Selected extract
Two prestigious Leverhulme Early Career Fellowships have been awarded to a researcher and an alumnus of the Department.
This award has given me the confidence to be comfortable in my own space and comfortable with my own approach to research – this is so important to an early career researcher.Dr Ubaid Ali Qadri, Leverhulme Early Career Fellow
The aim of the Fellowship is to provide career development opportunities for those who are at an early stage of their academic careers, but already have a proven record of undertaking research.
Dr Volker Deringer
Dr Volker Deringer is a computational materials chemist. He uses theory and computer simulations to study the atomic-scale structure of solid-state materials and how this determines their properties. In particular, Dr Deringer aims to gain new insight into disordered, so-called ‘amorphous’ materials for practical applications.
He joined the Department in 2015 as a Fellow of the Alexander von Humbolt Foundation, and took up his Leverhulme Early Career Fellowship in October 2017. He is also partly supported by the Isaac Newton Trust.
“I’m very grateful for this opportunity,” he said. “Cambridge is an ideal place for connecting with people from diverse scientific disciplines, which today is more important than ever. I’m very fortunate to have excellent collaborators and academic mentors here, and I'm very much looking forward to expanding our work together.”
When asked about his research, Dr Deringer added: “The practical properties of any material depend on its atomic-scale structure. In many solids, the atoms are carefully ordered into periodic lattices (crystal structures), but in others they are not: window glass is a well-known example, but there are many more, and we call these materials 'amorphous' (without shape). Even some of the most fundamental building rules in these materials are far from fully understood. This is an intriguing challenge for basic research and also directly relevant for applications: amorphous materials are used in many technologies such as solar cells, batteries, or digital memories."
In his work, Dr Deringer uses quantum mechanics (which is a highly accurate approach, but computationally very expensive), as well as machine learning algorithms to make these simulations faster and more realistic.
Within the Department's Division C (Mechanics, Materials and Design), he works closely with Gábor Csányi, Professor of Molecular Modelling who, with his group, developed a powerful method to ‘teach’ quantum mechanical data to a machine learning algorithm.
"This method allows us to look at complicated atomic structures that have been far out of reach for quantum mechanics, including amorphous materials. There are many exciting opportunities ahead,” said Dr Deringer.
Dr Ubaid Ali Qadri
Dr Ubaid Ali Qadri is an alumnus of the Department (Trinity, 2013) and currently works for Ricardo, developing software that is used for simulating the flows inside internal combustion engines. Dr Qadri is due to start his Fellowship at Cambridge in May 2018. Titled Optimising ignition in unsteady reacting flows, the Fellowship is centred on the question: What is the best place to ignite a mixture of fuel and air?

Dataset entries
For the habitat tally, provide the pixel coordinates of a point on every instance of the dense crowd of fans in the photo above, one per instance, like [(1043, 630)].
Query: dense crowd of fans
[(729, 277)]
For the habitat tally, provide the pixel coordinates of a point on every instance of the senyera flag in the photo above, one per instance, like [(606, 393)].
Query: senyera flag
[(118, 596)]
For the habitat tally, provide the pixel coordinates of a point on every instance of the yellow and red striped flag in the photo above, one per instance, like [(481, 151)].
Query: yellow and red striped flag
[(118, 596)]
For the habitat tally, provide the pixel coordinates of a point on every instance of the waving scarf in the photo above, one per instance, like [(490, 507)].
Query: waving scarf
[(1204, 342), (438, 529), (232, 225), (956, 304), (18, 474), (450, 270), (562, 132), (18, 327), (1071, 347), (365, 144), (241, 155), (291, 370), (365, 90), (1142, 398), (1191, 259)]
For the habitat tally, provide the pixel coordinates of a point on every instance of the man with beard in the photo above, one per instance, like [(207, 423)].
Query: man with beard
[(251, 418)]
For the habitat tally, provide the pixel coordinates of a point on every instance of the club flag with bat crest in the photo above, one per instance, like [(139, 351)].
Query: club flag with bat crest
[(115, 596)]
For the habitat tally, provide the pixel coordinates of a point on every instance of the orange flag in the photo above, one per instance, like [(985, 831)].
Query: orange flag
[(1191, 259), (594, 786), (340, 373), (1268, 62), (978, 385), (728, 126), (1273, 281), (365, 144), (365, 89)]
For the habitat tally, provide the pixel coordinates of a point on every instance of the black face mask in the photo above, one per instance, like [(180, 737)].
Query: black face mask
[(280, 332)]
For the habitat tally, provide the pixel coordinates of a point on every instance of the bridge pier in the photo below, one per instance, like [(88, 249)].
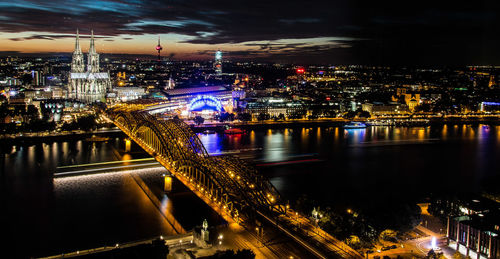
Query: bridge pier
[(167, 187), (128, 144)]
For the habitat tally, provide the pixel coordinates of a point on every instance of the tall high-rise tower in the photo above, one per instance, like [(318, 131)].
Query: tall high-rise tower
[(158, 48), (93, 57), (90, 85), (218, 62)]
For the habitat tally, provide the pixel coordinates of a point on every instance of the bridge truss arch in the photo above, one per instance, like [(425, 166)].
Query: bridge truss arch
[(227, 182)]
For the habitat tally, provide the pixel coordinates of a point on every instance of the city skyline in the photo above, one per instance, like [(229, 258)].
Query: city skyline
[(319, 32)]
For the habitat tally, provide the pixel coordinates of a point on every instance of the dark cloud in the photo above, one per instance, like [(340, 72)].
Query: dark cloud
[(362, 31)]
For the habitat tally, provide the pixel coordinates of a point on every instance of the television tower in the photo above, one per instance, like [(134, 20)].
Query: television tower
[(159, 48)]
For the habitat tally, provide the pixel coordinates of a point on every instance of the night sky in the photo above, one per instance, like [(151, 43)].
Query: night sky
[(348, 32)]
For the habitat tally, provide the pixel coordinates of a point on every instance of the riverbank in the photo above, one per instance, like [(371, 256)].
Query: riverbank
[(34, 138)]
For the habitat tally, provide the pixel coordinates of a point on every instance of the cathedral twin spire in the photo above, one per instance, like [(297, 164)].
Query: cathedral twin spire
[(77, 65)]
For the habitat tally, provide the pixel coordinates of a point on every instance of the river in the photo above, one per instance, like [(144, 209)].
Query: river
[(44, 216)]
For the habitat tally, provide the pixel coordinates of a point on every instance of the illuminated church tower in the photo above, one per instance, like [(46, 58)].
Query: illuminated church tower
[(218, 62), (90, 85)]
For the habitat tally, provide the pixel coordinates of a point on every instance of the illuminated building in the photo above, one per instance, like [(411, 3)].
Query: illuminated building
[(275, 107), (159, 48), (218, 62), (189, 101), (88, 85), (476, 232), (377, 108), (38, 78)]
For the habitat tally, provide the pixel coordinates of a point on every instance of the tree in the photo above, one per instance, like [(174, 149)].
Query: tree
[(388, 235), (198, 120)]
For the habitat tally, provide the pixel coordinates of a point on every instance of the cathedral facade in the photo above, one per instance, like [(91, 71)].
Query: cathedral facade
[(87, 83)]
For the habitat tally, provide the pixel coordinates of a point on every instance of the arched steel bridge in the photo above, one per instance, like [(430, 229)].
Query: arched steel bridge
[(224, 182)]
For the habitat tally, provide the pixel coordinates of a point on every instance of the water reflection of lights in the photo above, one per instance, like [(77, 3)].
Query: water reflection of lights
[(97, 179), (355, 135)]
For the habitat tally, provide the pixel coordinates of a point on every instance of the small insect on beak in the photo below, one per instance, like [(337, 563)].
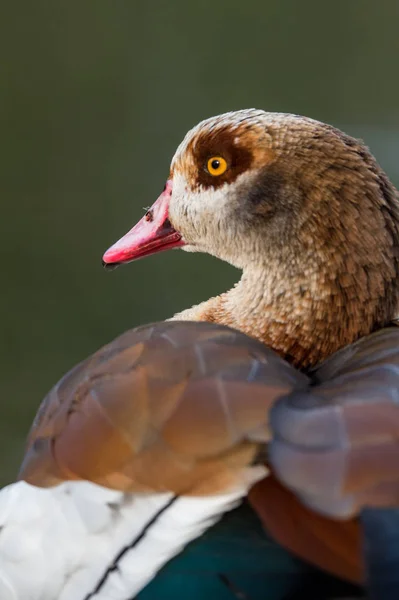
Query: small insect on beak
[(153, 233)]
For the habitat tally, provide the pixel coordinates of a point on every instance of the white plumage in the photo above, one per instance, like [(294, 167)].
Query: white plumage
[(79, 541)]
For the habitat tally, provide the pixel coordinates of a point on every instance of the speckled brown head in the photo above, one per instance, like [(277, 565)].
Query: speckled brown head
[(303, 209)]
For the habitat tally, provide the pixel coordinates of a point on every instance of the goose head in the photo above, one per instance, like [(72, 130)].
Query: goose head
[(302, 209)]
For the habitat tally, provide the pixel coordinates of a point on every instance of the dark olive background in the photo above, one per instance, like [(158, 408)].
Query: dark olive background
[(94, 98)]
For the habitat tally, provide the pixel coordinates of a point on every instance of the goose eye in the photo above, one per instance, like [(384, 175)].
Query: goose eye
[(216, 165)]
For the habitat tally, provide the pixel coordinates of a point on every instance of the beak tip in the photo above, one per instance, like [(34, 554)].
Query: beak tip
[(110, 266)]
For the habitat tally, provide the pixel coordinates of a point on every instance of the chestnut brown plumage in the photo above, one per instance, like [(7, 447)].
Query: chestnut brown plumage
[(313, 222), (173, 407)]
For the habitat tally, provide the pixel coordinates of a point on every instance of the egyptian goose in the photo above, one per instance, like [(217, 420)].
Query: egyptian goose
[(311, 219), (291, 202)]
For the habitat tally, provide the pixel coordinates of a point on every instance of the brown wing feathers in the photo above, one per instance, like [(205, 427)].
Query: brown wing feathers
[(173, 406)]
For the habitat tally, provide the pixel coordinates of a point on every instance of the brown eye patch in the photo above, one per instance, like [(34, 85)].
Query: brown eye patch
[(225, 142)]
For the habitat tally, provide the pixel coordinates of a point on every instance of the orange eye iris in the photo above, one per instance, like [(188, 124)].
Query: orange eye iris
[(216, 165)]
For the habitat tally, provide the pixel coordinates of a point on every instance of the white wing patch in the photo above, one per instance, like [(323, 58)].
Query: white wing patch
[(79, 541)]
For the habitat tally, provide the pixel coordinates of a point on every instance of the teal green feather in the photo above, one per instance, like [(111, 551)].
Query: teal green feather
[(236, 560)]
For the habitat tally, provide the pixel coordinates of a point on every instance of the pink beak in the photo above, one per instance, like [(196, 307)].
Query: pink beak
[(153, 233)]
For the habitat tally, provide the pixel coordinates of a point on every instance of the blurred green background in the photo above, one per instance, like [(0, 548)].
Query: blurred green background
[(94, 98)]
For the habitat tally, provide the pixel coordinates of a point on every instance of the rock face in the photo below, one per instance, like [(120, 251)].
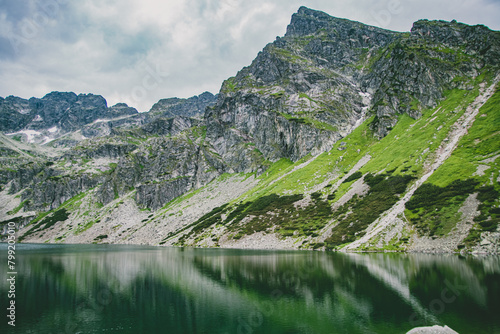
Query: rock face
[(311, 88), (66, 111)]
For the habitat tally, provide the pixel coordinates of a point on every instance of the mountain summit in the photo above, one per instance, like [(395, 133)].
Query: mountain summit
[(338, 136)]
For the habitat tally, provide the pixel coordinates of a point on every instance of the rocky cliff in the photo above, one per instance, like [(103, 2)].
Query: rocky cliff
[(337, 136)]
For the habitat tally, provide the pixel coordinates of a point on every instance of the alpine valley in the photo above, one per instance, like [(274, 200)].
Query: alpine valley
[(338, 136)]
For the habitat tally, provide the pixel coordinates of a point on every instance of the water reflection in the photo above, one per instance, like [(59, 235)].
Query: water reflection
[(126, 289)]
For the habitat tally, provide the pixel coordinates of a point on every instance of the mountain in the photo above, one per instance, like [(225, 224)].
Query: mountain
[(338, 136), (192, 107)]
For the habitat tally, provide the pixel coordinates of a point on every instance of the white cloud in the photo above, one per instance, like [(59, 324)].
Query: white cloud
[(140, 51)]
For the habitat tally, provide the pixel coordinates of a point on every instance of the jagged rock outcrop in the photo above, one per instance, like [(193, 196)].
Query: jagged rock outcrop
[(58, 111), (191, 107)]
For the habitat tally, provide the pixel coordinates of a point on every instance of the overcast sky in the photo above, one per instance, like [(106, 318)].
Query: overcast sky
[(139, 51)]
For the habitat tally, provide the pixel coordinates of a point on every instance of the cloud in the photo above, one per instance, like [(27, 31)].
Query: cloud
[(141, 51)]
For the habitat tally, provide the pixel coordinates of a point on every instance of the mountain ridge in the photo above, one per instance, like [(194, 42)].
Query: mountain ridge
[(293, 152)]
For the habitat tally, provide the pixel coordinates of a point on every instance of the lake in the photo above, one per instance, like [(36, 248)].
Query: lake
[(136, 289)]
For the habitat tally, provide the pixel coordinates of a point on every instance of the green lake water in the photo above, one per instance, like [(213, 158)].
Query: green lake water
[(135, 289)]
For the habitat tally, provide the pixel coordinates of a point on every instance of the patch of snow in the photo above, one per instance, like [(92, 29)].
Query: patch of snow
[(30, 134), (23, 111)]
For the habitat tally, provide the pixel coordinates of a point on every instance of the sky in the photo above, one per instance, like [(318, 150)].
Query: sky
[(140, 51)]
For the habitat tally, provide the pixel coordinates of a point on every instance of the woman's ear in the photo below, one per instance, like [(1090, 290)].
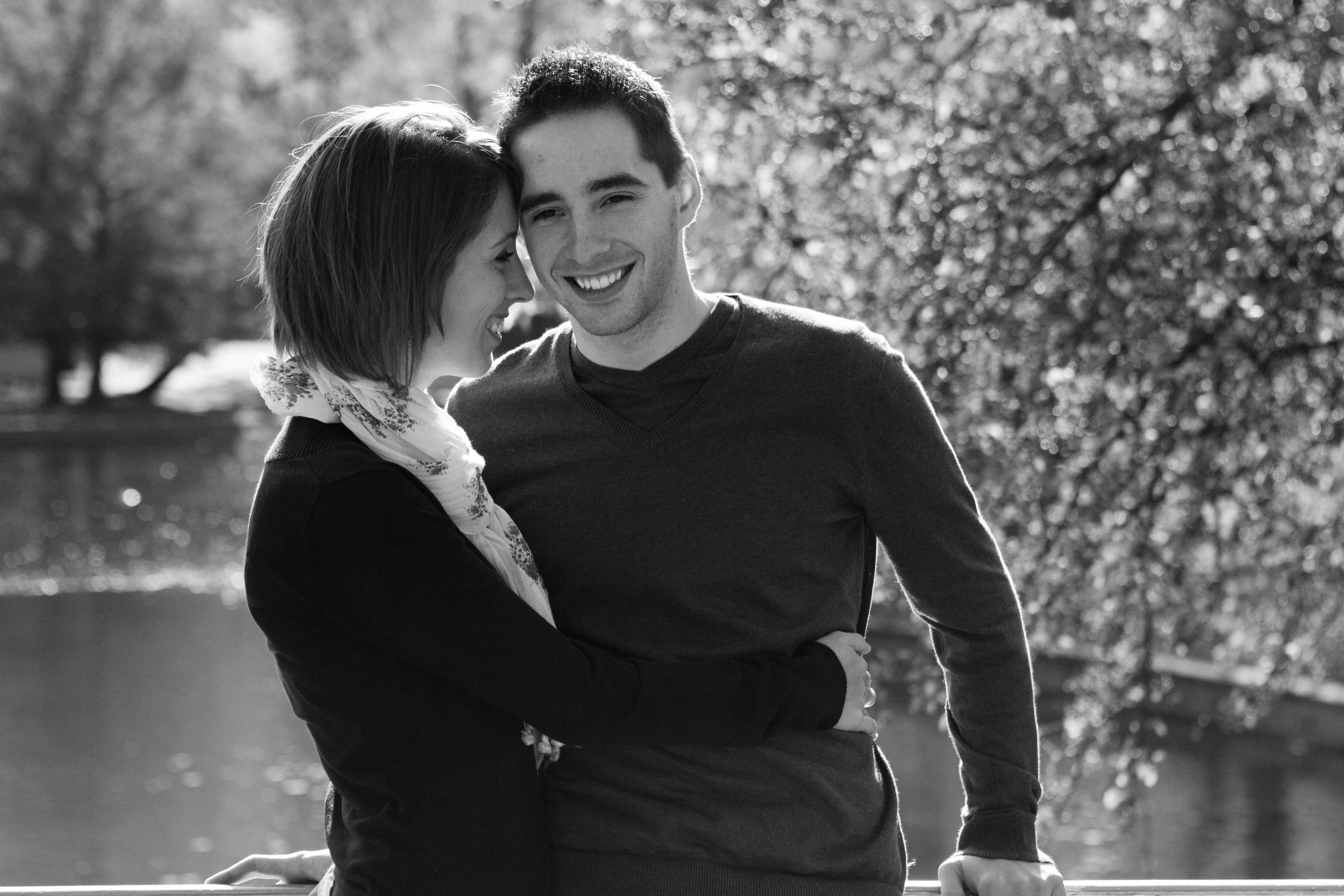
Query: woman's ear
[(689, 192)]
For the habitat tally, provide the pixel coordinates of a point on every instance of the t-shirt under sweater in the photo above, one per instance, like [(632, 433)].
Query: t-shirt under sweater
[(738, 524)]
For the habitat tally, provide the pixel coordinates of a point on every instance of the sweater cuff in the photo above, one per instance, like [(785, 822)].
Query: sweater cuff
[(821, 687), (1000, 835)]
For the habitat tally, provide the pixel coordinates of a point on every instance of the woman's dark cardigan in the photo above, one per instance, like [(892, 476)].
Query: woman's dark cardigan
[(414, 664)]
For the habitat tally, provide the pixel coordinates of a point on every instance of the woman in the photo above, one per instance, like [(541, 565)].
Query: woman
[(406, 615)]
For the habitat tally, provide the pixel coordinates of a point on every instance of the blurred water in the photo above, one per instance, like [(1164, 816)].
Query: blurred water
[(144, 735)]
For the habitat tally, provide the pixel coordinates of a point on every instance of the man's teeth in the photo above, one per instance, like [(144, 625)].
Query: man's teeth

Task brief
Copy out again the stretch of the fellowships announcement from "This award has" through "for practical applications.", word for word.

Task solution
This award has given me the confidence to be comfortable in my own space and comfortable with my own approach to research – this is so important to an early career researcher.Dr Ubaid Ali Qadri, Leverhulme Early Career Fellow
The aim of the Fellowship is to provide career development opportunities for those who are at an early stage of their academic careers, but already have a proven record of undertaking research.
Dr Volker Deringer
Dr Volker Deringer is a computational materials chemist. He uses theory and computer simulations to study the atomic-scale structure of solid-state materials and how this determines their properties. In particular, Dr Deringer aims to gain new insight into disordered, so-called ‘amorphous’ materials for practical applications.